STUDY MATERIAL
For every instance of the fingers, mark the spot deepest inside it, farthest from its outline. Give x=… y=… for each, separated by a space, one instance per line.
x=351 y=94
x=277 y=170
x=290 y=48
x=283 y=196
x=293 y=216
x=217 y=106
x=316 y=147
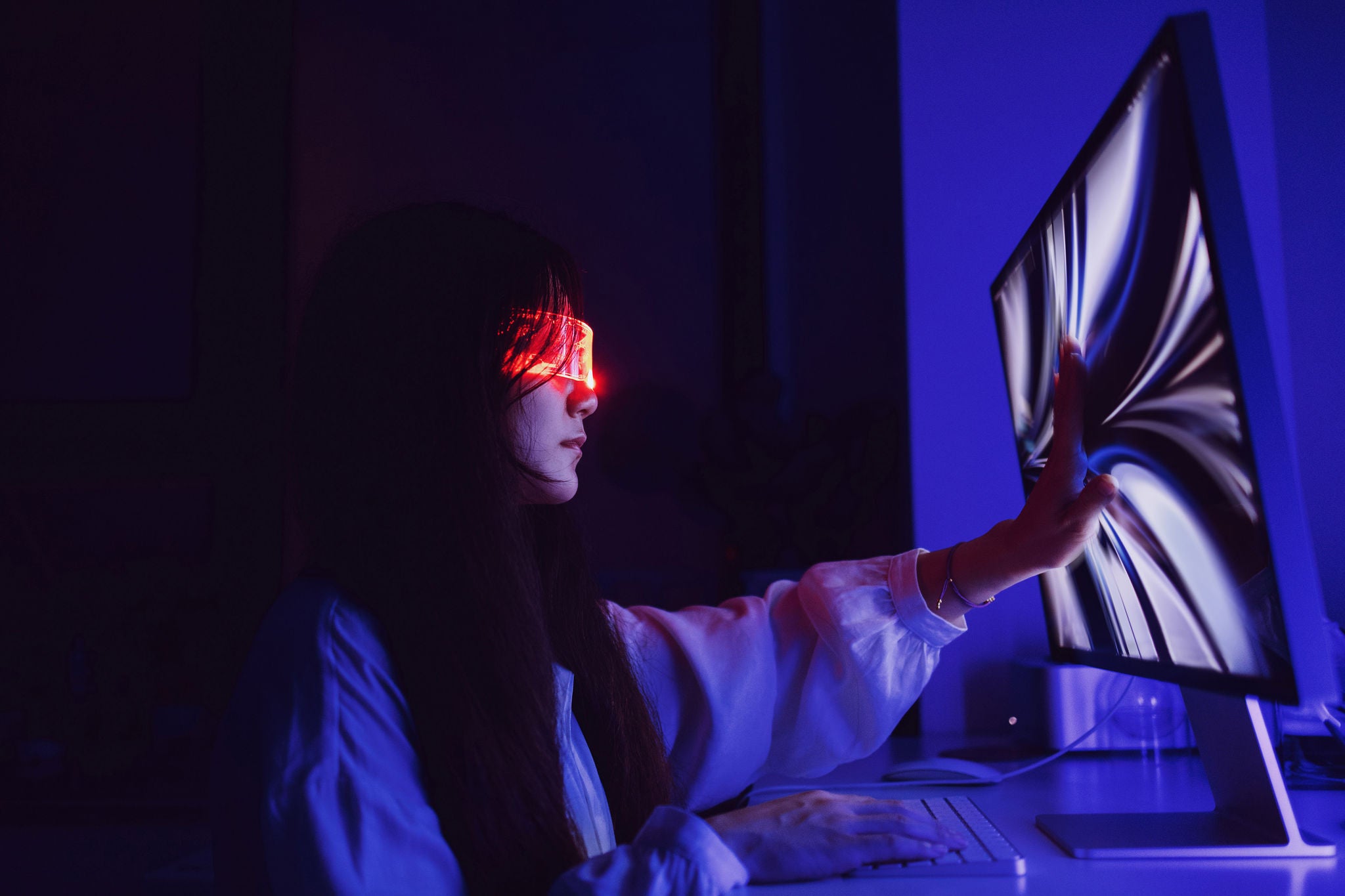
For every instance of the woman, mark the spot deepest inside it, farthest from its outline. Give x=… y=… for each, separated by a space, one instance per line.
x=441 y=703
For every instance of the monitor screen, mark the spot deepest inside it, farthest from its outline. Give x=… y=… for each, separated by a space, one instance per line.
x=1178 y=584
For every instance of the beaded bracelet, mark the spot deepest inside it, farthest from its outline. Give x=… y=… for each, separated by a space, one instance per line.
x=947 y=581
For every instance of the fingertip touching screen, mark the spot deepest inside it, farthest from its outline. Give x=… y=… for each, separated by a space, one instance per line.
x=1178 y=584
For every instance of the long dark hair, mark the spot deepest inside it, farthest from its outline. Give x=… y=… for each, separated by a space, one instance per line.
x=405 y=472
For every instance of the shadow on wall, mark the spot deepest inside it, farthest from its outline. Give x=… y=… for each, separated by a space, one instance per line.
x=786 y=496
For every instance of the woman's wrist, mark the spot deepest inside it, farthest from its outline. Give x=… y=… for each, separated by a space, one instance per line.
x=982 y=567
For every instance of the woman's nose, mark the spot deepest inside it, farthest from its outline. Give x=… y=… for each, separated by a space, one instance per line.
x=583 y=399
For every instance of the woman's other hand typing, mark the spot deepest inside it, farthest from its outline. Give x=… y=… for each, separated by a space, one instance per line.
x=820 y=834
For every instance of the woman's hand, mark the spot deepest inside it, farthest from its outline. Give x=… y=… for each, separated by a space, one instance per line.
x=1055 y=524
x=1060 y=516
x=818 y=834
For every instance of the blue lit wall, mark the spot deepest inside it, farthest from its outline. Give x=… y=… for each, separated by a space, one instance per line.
x=994 y=105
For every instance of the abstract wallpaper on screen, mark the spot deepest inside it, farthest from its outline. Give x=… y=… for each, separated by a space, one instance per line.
x=1180 y=570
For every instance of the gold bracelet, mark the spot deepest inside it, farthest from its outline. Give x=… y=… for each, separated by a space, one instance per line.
x=947 y=582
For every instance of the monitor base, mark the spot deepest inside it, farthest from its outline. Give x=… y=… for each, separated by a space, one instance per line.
x=1252 y=816
x=1173 y=834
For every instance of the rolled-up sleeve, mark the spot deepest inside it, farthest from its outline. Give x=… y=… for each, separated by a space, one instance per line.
x=816 y=673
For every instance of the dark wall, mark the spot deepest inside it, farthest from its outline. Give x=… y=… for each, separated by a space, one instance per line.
x=631 y=135
x=591 y=123
x=725 y=175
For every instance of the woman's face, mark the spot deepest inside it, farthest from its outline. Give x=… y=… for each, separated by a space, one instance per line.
x=548 y=426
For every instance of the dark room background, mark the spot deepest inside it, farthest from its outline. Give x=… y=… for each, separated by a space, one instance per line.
x=730 y=177
x=726 y=177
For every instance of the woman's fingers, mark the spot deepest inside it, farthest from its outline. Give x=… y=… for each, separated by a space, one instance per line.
x=889 y=817
x=1097 y=495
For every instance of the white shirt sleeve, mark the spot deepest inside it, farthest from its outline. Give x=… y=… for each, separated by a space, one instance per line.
x=345 y=809
x=813 y=675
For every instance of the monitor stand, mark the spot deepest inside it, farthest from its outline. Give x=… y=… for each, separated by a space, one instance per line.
x=1251 y=819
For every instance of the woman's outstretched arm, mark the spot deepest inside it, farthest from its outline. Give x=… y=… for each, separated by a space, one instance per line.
x=1057 y=521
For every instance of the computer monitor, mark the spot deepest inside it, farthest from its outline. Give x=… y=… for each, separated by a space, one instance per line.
x=1201 y=571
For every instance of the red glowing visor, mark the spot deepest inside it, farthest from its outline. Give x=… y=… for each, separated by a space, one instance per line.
x=552 y=345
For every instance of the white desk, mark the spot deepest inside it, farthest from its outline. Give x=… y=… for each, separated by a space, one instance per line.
x=1094 y=784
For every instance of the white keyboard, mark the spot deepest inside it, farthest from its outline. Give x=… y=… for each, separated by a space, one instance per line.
x=988 y=853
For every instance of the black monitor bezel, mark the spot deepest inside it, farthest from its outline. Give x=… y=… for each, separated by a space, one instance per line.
x=1169 y=41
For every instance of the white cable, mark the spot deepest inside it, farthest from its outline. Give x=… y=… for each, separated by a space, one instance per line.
x=1076 y=740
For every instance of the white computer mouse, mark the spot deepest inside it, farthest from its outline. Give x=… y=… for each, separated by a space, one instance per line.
x=942 y=770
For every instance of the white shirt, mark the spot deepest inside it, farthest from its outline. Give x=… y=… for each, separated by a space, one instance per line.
x=318 y=785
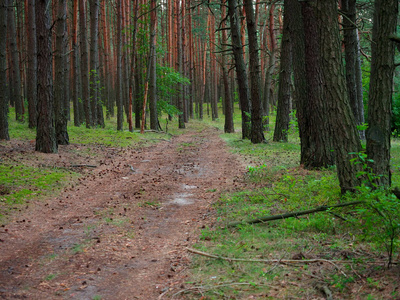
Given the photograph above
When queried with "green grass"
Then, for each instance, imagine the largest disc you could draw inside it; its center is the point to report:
(277, 184)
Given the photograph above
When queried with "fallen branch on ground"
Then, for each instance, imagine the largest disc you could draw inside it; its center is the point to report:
(83, 166)
(212, 287)
(279, 261)
(293, 214)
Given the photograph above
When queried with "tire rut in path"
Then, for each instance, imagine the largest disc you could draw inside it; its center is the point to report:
(120, 234)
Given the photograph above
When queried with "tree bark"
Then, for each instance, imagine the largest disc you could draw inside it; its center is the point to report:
(340, 119)
(269, 72)
(75, 79)
(94, 63)
(84, 63)
(179, 63)
(241, 73)
(351, 54)
(45, 134)
(119, 92)
(228, 126)
(285, 80)
(153, 67)
(59, 81)
(32, 65)
(4, 135)
(317, 146)
(381, 89)
(257, 134)
(15, 63)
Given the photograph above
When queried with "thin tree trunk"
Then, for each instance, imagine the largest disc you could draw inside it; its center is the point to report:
(84, 63)
(59, 82)
(179, 63)
(132, 85)
(285, 81)
(94, 61)
(15, 68)
(351, 54)
(241, 74)
(340, 119)
(32, 65)
(45, 135)
(229, 126)
(4, 135)
(360, 96)
(269, 72)
(257, 134)
(119, 93)
(381, 89)
(74, 74)
(152, 70)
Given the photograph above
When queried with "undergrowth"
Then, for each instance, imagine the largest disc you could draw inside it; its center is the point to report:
(276, 184)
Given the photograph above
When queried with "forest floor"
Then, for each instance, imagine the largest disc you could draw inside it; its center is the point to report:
(121, 230)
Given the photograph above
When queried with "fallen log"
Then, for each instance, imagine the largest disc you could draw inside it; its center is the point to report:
(292, 214)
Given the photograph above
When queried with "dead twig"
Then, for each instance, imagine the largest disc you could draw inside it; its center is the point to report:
(211, 287)
(293, 214)
(278, 261)
(83, 166)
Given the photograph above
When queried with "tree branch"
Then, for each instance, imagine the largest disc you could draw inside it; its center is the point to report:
(292, 214)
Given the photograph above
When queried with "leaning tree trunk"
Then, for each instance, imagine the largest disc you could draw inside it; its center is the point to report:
(45, 134)
(59, 81)
(15, 64)
(32, 65)
(344, 133)
(4, 135)
(257, 134)
(285, 80)
(241, 73)
(381, 89)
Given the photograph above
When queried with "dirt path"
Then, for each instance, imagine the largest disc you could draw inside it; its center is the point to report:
(121, 233)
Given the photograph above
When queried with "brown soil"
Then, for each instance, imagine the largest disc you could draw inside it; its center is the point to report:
(121, 231)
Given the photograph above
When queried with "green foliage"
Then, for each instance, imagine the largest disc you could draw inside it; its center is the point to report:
(167, 81)
(380, 216)
(21, 183)
(380, 219)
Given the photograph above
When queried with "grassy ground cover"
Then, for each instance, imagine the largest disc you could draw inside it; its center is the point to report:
(26, 175)
(355, 265)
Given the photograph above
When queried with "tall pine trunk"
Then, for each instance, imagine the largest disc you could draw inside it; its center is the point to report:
(340, 118)
(84, 63)
(316, 148)
(228, 126)
(241, 73)
(45, 134)
(59, 81)
(119, 92)
(153, 67)
(285, 80)
(352, 57)
(32, 65)
(4, 135)
(15, 63)
(381, 89)
(74, 74)
(257, 134)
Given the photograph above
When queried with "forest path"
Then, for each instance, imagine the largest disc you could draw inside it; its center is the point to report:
(121, 232)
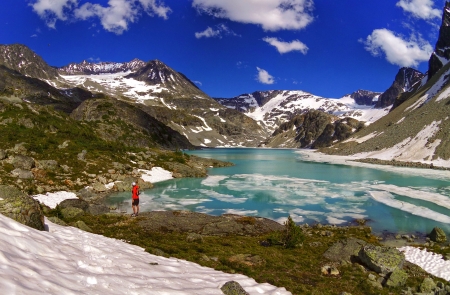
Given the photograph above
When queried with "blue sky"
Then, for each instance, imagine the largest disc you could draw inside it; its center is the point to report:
(229, 47)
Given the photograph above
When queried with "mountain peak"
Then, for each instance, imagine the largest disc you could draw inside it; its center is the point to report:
(89, 68)
(22, 59)
(441, 54)
(404, 80)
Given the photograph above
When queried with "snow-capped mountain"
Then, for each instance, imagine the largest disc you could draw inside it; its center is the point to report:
(88, 68)
(153, 87)
(418, 129)
(20, 58)
(272, 108)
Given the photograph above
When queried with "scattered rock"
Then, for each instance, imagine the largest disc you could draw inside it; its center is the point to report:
(23, 162)
(427, 285)
(22, 173)
(49, 165)
(345, 250)
(193, 237)
(75, 203)
(71, 212)
(381, 259)
(247, 259)
(438, 235)
(82, 156)
(95, 209)
(21, 207)
(233, 288)
(56, 220)
(397, 278)
(81, 225)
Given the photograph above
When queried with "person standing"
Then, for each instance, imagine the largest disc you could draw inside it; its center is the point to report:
(135, 199)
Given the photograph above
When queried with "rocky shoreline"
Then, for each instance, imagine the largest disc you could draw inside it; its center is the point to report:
(401, 163)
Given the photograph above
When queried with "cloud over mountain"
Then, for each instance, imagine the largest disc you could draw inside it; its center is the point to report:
(284, 47)
(264, 76)
(420, 8)
(398, 51)
(115, 17)
(271, 15)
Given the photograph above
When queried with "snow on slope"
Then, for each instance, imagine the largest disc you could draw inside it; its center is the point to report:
(117, 84)
(67, 260)
(289, 103)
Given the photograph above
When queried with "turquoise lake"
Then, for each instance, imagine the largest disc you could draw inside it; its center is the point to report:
(276, 183)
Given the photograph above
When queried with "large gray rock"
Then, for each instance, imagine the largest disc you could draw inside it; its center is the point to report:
(50, 165)
(83, 226)
(397, 278)
(21, 207)
(438, 235)
(345, 250)
(98, 209)
(2, 154)
(427, 285)
(71, 212)
(382, 260)
(233, 288)
(75, 203)
(23, 162)
(22, 173)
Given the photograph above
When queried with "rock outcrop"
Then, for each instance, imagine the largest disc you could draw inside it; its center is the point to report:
(21, 207)
(441, 54)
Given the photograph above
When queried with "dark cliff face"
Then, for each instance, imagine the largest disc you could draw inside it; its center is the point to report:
(442, 49)
(365, 97)
(20, 58)
(404, 80)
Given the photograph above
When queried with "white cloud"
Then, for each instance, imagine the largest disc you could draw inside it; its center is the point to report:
(284, 47)
(398, 51)
(115, 17)
(420, 8)
(272, 15)
(264, 77)
(210, 32)
(53, 10)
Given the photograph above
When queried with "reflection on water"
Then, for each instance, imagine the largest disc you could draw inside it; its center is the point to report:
(277, 183)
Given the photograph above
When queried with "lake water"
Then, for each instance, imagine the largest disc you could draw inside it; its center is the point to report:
(276, 183)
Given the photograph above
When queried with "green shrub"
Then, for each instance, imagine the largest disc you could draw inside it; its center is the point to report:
(290, 237)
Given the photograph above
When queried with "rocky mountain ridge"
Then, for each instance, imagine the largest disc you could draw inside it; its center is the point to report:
(89, 68)
(418, 128)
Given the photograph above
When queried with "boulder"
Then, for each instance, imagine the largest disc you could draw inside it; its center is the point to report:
(22, 173)
(75, 203)
(427, 285)
(99, 187)
(21, 207)
(49, 165)
(82, 156)
(23, 162)
(81, 225)
(438, 235)
(247, 259)
(381, 259)
(98, 209)
(193, 237)
(3, 154)
(71, 212)
(345, 250)
(233, 288)
(397, 278)
(56, 220)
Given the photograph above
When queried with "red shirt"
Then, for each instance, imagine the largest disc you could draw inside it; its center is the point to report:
(135, 192)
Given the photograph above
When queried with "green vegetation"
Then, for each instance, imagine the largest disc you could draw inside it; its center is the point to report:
(298, 269)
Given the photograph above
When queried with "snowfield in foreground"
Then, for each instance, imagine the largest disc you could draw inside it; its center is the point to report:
(66, 260)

WHAT TO DO
Give only the count of lines in this material that contain the string "trunk".

ANSWER SECTION
3